TENTAMEN BURGERLIJK PROCESRECHT EN INSOLVENTIERECHT
D.D. 31 JANUARI 2020
De juiste antwoorden zijn geel gemarkeerd; onderaan iedere vraag wordt een toelichting op
het juiste antwoord gegeven.
1. Hermien, wonende in Amsterdam, koopt van haar eerste salaris een tweedehands auto
bij Garage Winters B.V., gevestigd in Rotterdam, voor een bedrag van € 27.999. Na
een paar weken ontdekt Hermien grote roestplekken onder de lak. Zij vordert
ontbinding van de koopovereenkomst.
Welke rechter(s) is/zijn bevoegd kennis te nemen van haar vordering?
A. De rechtbank, kamer voor kantonzaken, in Amsterdam en Rotterdam.
B. De rechtbank, kamer voor kantonzaken, in Rotterdam.
C. De rechtbank, kamer voor niet-kantonzaken, in Amsterdam en Rotterdam.
D. De rechtbank, kamer voor niet-kantonzaken, in Rotterdam.
Toelichting: Kantonrechter (consumentenkoop, art. 93 onder c Rv). Rechtbank Rotterdam
(art. 99 Rv) en Amsterdam (art. 101 Rv).
2. Mozes, wonende in Amsterdam, meent dat Stephanie, wonende in Den Haag,
onrechtmatig jegens hem heeft gehandeld. Mozes verlangt een schadevergoeding van €
100.000 van Stephanie. Mozes en Stephanie komen overeen dat zij hun geschil zullen
voorleggen aan de rechtbank Rotterdam. Mozes begint vervolgens echter een
procedure bij de rechtbank Midden-Nederland.
Heeft Mozes zijn vordering bij de verkeerde rechter ingesteld?
A. Nee, in deze procedure is naast de rechtbank Rotterdam ook de rechtbank Midden-
Nederland bevoegd.
B. Nee, in deze procedure is naast de rechtbank Den Haag ook de rechtbank Midden-
Nederland bevoegd.
C. Ja, in deze procedure zijn alleen de rechtbanken Rotterdam en Den Haag bevoegd.
D. Ja, in deze procedure is alleen de rechtbank Rotterdam bevoegd.
Toelichting: Forumkeuze (art. 108 Rv); gekozen rechtbank is exclusief bevoegd.
3. Sonja huurt een appartement in Amsterdam van verhuurder Stichting Woongenot,
gevestigd in Rotterdam. Sonja betaalt haar huur al enige tijd niet. Stichting Woongenot
vordert betaling van de achterstallige huurpenningen ad € 10.000. Na de conclusie van
antwoord verhoogt Stichting Woongenot haar vordering tot € 30.000, omdat Sonja
brandschade heeft veroorzaakt.
Welke stelling is juist na de vermeerdering van eis?
Bevoegd om over de vordering van Stichting Woongenot te beslissen is/zijn
A. de rechtbank, kamer voor niet-kantonzaken, in Amsterdam en Rotterdam.
B. de rechtbank, kamer voor niet-kantonzaken, in Amsterdam.
C. de rechtbank, kamer voor kantonzaken, in Amsterdam en Rotterdam.

■ **Inhoud dataset**:
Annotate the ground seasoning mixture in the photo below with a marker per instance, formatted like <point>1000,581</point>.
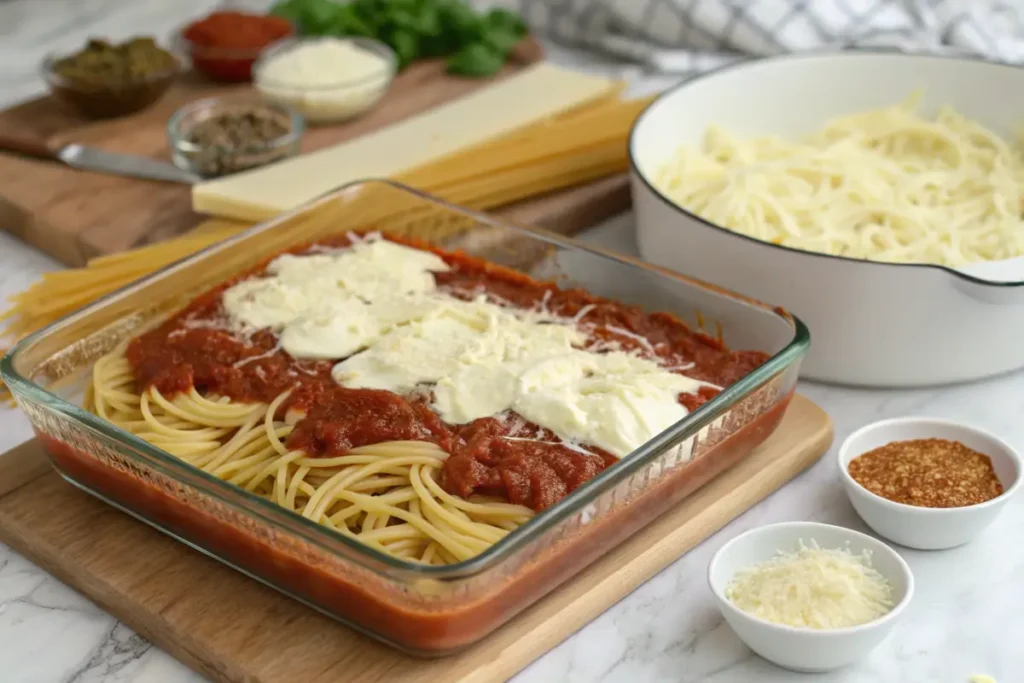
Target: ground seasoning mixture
<point>235,140</point>
<point>928,473</point>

■ **Wat te doen**:
[a] Neem alstublieft uit het tentamen woord voor woord het gedeelte over dat begint met de woorden waarin "C. Ja, in deze" staat en eindigt met "vermeerdering van eis?".
[b] Beantwoord de volgende vragen over het tentamen:
(i) Voor welk bedrag koopt Hermien de tweedehands auto?
(ii) Aan welke rechtbank spreken Mozes en Stephanie af hun geschil voor te leggen?
(iii) Tot welk bedrag verhoogt Stichting Woongenot haar vordering?
De regels hierboven staan los van het tentamen.

■ **Uitkomsten opdrachten**:
[a]
C. Ja, in deze procedure zijn alleen de rechtbanken Rotterdam en Den Haag bevoegd.
D. Ja, in deze procedure is alleen de rechtbank Rotterdam bevoegd.
Toelichting: Forumkeuze (art. 108 Rv); gekozen rechtbank is exclusief bevoegd.
3. Sonja huurt een appartement in Amsterdam van verhuurder Stichting Woongenot,
gevestigd in Rotterdam. Sonja betaalt haar huur al enige tijd niet. Stichting Woongenot
vordert betaling van de achterstallige huurpenningen ad € 10.000. Na de conclusie van
antwoord verhoogt Stichting Woongenot haar vordering tot € 30.000, omdat Sonja
brandschade heeft veroorzaakt.
Welke stelling is juist na de vermeerdering van eis?

[b]
(i) € 27.999
(ii) De rechtbank Rotterdam
(iii) € 30.000